• _TASK OBJECTIVE_
List every line of the records that contains the word "exact". Case counts.

[Opening RECORD EXTRACTS section]

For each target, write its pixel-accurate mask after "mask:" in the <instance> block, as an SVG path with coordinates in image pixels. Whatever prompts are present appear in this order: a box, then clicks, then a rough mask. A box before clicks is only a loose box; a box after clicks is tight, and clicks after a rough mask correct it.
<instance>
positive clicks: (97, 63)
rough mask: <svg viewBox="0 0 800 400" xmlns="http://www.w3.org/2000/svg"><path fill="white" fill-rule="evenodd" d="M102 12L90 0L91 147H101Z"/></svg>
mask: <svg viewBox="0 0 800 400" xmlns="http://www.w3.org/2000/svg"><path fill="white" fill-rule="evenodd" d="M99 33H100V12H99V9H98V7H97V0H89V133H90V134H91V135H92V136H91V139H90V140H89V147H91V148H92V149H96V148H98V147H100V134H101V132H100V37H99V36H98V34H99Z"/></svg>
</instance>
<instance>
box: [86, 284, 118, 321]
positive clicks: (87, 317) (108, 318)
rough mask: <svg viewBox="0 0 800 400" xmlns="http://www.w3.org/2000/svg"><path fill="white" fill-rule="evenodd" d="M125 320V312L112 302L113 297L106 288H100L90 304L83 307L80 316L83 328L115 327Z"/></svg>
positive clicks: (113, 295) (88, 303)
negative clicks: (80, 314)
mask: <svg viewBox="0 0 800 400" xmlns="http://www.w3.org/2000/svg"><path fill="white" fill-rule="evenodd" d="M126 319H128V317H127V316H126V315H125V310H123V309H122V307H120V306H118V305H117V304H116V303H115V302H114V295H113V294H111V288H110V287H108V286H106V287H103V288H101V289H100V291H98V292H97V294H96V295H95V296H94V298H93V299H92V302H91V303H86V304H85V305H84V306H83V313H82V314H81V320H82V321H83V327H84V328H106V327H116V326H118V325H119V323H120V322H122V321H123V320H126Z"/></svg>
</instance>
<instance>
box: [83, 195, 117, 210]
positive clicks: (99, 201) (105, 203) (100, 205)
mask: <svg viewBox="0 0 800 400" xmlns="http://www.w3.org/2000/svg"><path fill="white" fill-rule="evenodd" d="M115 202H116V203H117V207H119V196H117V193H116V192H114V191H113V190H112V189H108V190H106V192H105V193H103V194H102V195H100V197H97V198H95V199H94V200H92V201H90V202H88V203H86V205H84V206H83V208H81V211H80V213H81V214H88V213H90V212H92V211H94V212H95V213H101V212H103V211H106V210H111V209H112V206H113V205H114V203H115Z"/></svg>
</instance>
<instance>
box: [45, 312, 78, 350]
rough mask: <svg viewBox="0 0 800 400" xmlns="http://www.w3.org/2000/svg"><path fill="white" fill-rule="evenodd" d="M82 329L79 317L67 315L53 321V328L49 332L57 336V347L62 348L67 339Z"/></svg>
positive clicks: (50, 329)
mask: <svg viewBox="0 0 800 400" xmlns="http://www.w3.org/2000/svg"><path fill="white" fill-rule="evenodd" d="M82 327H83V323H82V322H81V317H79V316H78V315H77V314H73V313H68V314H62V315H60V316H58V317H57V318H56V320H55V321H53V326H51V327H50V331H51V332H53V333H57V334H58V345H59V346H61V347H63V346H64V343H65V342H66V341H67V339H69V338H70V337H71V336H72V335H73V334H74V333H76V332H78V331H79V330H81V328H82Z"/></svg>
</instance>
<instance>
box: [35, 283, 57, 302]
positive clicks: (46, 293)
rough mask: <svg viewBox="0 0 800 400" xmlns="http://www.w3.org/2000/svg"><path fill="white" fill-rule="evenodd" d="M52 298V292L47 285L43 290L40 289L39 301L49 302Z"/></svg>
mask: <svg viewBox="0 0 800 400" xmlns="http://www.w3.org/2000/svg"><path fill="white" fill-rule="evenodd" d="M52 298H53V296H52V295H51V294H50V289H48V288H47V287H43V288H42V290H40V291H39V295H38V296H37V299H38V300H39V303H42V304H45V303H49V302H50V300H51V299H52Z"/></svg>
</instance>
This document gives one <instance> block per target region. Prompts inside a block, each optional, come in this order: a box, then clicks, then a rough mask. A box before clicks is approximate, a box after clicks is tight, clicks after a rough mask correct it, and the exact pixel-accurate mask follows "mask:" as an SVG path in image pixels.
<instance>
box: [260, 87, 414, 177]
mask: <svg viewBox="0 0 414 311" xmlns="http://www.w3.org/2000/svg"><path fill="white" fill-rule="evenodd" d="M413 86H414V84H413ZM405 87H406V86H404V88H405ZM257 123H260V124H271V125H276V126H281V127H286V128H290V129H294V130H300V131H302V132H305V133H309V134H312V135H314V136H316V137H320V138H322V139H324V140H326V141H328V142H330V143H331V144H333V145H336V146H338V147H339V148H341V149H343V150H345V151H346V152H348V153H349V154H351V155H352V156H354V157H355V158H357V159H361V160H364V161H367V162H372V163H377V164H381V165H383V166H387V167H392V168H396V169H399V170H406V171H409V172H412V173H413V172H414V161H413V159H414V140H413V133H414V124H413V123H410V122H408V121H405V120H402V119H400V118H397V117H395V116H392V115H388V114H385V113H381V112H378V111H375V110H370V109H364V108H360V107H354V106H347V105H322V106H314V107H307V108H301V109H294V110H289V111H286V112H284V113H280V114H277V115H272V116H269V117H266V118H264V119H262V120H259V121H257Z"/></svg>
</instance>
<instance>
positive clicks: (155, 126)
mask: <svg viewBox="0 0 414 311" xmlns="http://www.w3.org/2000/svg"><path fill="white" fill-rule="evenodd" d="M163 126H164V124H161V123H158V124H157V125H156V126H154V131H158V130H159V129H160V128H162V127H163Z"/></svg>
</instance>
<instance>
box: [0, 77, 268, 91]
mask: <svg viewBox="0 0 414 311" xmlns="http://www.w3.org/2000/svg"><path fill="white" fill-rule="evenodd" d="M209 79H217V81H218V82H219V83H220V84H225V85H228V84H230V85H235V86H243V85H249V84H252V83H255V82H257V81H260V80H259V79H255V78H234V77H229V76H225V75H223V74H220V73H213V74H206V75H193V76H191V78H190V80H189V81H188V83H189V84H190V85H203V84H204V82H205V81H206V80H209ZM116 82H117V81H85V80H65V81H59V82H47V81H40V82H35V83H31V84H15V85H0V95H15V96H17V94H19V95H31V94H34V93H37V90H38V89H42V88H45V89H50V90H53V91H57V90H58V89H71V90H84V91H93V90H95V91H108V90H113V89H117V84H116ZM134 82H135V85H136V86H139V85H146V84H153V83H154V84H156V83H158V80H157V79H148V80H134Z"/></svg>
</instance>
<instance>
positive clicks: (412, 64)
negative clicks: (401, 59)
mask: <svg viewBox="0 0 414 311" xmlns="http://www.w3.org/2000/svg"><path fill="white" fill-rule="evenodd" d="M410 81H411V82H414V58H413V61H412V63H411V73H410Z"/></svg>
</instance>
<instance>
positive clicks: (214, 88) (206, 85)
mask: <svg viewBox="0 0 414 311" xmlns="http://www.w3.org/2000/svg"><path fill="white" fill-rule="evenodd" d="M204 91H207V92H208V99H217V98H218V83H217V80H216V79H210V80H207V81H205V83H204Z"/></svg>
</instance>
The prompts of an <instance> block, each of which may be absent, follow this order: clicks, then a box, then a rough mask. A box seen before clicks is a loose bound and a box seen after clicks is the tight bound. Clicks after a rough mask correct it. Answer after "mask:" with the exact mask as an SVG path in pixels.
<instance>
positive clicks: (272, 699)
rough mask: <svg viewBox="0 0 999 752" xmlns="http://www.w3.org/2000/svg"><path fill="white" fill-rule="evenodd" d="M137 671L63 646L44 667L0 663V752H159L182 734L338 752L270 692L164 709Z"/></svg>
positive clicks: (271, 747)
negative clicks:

[Closing RECORD EXTRACTS section]

• _RESULT FOR THIS EXERCISE_
This document gives one <instance> block per target region. Prompts inside a block, each optional, come in this order: a box, then clicks, then a rough mask. A box before clicks is approximate, a box after clicks is tight, clicks after a rough mask correct it, and the exact pixel-accurate mask follows "mask:" as an SVG path in image pixels.
The prompts of an <instance> block, each of which may be absent, follow this order: clicks, then a box, then a rough mask. A box seen before clicks is a loose bound and a box seen after clicks is the tight bound. Clicks after a rough mask correct it. Answer after "mask:" with the exact mask as an SVG path in pixels.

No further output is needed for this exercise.